• _THE EXERCISE_: Count the lines in the items below that contain the string "plant", with case counting, and reply with only that number.
--
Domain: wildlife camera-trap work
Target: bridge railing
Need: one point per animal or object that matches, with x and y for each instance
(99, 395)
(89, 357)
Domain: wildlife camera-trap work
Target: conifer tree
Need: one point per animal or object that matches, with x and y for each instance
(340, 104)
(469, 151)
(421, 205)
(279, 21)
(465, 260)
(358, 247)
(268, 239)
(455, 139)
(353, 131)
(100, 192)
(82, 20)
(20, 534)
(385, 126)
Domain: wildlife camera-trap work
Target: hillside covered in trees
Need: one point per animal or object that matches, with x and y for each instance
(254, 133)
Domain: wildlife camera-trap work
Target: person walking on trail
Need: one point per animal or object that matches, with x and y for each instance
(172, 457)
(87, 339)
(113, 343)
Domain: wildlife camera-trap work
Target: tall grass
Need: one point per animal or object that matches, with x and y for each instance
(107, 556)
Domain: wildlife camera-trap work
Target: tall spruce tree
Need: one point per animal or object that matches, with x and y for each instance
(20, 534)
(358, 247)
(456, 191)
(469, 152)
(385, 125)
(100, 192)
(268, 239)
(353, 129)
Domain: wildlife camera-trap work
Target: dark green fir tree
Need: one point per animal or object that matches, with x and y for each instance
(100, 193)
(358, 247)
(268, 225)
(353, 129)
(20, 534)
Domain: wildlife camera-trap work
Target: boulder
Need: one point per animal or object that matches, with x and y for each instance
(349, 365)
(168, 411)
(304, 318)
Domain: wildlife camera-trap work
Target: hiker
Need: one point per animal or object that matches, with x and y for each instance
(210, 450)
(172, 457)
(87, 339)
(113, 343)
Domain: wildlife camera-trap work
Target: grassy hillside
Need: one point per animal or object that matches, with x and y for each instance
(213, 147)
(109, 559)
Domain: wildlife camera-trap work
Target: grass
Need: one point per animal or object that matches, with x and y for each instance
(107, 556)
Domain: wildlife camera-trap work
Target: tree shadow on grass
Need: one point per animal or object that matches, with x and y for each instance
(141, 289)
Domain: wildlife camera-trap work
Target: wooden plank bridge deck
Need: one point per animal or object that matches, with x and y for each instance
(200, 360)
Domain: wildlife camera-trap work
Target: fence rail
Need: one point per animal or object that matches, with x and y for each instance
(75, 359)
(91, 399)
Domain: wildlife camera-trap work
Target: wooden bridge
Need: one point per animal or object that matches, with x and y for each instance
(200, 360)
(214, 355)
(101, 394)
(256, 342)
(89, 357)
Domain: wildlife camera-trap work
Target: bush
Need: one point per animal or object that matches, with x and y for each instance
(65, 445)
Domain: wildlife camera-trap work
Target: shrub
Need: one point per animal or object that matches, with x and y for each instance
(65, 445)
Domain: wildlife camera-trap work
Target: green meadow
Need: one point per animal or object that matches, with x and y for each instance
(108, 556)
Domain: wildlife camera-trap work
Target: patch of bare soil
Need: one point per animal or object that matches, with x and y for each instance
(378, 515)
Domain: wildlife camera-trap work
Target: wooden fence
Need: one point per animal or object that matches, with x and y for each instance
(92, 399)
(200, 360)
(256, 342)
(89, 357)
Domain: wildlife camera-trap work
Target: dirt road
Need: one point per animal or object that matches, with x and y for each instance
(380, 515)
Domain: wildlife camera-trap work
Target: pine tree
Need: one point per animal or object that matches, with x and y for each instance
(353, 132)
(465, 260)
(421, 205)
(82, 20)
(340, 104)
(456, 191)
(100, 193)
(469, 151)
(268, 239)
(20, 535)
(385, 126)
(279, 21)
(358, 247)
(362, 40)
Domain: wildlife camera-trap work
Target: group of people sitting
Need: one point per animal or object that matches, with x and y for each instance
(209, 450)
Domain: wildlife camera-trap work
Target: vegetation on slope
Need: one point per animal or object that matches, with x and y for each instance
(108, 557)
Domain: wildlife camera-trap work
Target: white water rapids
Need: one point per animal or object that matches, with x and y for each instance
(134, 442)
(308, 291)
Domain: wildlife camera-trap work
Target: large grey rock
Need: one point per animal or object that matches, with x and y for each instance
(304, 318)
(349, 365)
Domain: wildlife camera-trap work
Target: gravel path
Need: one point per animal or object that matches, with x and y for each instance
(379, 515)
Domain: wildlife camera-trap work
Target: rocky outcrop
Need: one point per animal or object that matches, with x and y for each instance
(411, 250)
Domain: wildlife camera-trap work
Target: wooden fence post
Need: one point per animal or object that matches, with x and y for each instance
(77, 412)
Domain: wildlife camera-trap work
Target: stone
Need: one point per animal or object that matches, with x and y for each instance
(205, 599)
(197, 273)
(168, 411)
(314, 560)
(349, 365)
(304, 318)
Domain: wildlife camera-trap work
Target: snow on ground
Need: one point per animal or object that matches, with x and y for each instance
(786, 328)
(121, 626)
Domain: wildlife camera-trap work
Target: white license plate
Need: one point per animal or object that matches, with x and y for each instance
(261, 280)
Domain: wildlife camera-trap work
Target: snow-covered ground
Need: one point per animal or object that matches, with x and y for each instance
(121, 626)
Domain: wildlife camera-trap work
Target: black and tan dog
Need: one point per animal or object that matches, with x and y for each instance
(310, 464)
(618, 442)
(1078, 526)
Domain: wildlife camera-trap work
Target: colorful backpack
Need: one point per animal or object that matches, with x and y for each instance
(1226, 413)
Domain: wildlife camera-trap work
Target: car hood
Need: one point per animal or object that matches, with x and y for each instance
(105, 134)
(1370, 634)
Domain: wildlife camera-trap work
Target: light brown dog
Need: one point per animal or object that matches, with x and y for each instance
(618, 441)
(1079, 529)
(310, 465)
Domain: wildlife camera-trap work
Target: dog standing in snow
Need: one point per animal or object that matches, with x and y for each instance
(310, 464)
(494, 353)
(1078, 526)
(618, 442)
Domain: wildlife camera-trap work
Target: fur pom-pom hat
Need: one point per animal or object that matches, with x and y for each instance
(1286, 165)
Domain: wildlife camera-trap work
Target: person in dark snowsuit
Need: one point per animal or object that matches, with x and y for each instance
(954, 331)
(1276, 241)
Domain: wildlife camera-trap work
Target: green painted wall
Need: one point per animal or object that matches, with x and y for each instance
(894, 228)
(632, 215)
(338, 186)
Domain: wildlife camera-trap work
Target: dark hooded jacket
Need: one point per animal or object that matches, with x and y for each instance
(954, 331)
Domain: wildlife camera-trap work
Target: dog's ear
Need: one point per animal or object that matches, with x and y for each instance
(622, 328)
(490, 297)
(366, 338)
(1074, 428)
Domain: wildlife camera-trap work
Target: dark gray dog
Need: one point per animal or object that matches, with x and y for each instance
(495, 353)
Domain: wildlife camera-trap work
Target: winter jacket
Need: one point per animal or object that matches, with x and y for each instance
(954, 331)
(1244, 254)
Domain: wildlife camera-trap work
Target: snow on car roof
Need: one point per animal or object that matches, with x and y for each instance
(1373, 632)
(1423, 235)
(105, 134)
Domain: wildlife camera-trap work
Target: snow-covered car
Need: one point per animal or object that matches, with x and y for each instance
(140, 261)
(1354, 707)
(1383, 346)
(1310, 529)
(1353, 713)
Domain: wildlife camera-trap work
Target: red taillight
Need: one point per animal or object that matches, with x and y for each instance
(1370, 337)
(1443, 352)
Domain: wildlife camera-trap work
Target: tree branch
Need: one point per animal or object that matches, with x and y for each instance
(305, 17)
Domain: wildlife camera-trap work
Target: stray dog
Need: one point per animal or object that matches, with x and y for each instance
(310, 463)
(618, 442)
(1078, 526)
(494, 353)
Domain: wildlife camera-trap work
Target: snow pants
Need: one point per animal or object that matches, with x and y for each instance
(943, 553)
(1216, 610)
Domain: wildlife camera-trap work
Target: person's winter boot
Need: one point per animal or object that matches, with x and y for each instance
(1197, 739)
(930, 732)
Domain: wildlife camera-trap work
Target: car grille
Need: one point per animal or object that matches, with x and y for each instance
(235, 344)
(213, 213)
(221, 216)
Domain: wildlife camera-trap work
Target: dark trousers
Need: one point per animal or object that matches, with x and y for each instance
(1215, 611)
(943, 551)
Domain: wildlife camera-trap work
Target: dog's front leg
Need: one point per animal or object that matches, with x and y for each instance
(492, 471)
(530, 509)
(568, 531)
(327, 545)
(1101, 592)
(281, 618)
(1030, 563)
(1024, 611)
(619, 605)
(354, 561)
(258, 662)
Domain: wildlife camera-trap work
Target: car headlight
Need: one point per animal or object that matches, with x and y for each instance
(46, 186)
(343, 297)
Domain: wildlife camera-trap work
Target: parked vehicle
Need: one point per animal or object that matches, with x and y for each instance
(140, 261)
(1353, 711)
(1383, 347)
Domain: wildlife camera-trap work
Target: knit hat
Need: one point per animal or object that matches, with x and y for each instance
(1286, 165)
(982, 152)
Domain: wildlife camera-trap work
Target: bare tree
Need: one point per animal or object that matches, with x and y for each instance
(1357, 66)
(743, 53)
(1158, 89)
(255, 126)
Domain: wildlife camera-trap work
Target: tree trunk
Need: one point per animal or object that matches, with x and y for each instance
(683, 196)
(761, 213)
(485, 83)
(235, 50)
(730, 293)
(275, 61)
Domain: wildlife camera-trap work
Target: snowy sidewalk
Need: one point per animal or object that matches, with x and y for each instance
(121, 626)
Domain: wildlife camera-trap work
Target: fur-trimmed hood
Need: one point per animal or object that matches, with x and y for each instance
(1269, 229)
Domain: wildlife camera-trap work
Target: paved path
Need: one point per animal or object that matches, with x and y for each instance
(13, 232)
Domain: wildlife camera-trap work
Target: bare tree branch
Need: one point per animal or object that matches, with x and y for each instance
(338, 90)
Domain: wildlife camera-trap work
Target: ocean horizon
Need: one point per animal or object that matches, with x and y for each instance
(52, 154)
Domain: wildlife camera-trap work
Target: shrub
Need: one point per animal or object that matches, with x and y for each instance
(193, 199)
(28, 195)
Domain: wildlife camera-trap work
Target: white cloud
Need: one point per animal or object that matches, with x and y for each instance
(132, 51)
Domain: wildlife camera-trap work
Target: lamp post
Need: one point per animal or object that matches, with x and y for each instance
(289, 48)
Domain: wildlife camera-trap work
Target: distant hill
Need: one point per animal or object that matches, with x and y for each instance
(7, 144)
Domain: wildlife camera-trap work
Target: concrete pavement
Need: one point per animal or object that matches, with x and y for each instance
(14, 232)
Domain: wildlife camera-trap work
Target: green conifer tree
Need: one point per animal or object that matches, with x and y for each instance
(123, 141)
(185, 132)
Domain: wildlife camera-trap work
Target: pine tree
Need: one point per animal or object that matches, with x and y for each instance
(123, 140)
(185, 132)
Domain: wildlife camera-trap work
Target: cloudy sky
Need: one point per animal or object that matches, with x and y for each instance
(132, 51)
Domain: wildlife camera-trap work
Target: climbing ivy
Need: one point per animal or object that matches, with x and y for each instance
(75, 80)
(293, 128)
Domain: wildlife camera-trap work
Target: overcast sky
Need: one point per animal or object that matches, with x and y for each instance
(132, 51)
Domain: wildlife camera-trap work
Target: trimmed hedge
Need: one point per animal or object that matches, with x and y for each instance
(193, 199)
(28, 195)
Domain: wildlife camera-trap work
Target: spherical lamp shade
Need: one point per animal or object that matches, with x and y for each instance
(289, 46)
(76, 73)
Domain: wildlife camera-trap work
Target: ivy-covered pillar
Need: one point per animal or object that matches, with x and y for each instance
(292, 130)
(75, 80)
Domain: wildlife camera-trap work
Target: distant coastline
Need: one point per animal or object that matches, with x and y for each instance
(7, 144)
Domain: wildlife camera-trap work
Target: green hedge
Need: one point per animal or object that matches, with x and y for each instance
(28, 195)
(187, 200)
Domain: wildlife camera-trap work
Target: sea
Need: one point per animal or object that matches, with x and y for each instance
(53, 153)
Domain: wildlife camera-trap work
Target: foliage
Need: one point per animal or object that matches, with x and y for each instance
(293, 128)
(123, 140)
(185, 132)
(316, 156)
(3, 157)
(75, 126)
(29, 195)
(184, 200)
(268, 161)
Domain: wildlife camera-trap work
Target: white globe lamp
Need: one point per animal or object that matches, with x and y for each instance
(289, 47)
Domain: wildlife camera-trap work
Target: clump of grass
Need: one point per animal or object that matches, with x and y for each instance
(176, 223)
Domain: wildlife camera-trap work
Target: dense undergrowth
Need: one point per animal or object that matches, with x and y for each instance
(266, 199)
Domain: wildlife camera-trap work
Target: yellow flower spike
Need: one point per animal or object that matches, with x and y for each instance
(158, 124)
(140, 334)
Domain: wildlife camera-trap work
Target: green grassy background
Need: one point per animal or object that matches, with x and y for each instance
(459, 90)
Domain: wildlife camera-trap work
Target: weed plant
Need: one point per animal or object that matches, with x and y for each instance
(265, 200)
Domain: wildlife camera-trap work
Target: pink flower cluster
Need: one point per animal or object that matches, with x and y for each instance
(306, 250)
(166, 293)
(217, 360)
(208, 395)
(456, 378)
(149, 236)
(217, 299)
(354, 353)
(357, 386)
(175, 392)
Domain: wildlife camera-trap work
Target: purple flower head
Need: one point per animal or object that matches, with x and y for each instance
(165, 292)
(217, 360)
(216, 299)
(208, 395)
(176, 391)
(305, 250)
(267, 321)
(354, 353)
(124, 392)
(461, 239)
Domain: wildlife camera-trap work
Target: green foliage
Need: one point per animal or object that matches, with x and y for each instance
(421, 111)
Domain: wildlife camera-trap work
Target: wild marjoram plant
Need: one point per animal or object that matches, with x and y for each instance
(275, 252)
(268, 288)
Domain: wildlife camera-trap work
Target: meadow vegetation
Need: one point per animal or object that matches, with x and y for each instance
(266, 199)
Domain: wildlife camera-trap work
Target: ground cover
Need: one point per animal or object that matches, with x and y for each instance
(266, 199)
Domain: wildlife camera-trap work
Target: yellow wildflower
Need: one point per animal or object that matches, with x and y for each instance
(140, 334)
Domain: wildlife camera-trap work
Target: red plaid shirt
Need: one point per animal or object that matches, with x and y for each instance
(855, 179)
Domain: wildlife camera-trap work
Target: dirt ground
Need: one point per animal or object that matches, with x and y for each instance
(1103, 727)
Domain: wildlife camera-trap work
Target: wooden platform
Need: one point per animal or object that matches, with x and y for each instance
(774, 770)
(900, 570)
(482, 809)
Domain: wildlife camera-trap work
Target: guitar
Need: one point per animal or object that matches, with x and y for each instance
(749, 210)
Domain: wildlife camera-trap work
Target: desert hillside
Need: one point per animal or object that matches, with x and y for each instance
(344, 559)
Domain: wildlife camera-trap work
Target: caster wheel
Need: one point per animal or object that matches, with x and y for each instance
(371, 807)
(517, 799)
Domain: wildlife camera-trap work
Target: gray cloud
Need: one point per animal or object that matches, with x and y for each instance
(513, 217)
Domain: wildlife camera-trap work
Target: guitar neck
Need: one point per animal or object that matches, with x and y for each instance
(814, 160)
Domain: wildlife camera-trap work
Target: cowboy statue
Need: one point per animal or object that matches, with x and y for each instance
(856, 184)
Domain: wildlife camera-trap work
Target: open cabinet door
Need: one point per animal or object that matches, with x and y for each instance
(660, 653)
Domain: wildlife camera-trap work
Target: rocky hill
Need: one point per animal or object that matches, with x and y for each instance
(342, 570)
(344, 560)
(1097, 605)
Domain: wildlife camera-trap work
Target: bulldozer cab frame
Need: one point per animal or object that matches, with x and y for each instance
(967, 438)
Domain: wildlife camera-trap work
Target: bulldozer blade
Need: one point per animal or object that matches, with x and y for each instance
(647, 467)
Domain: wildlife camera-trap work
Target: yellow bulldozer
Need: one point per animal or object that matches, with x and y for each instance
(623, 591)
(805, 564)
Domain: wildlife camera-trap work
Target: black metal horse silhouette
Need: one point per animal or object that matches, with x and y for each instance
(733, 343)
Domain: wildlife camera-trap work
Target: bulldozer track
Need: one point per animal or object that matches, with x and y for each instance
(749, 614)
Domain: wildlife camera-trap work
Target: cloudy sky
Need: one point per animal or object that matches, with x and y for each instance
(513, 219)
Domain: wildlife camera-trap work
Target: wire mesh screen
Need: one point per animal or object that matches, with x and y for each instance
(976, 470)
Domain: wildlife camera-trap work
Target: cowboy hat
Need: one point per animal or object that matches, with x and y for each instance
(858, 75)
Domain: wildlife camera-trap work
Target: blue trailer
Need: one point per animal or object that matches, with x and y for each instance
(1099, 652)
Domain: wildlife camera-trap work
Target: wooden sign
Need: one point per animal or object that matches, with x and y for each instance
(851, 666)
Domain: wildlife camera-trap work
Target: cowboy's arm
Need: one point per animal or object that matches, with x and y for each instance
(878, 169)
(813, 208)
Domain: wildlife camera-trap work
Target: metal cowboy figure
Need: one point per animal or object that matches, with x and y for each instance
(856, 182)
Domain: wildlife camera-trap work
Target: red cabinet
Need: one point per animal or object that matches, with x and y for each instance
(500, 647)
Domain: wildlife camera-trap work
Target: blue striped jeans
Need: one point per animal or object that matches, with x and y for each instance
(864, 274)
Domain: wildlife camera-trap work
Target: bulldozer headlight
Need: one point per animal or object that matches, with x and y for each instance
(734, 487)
--
• _SOLVED PROBLEM_: 2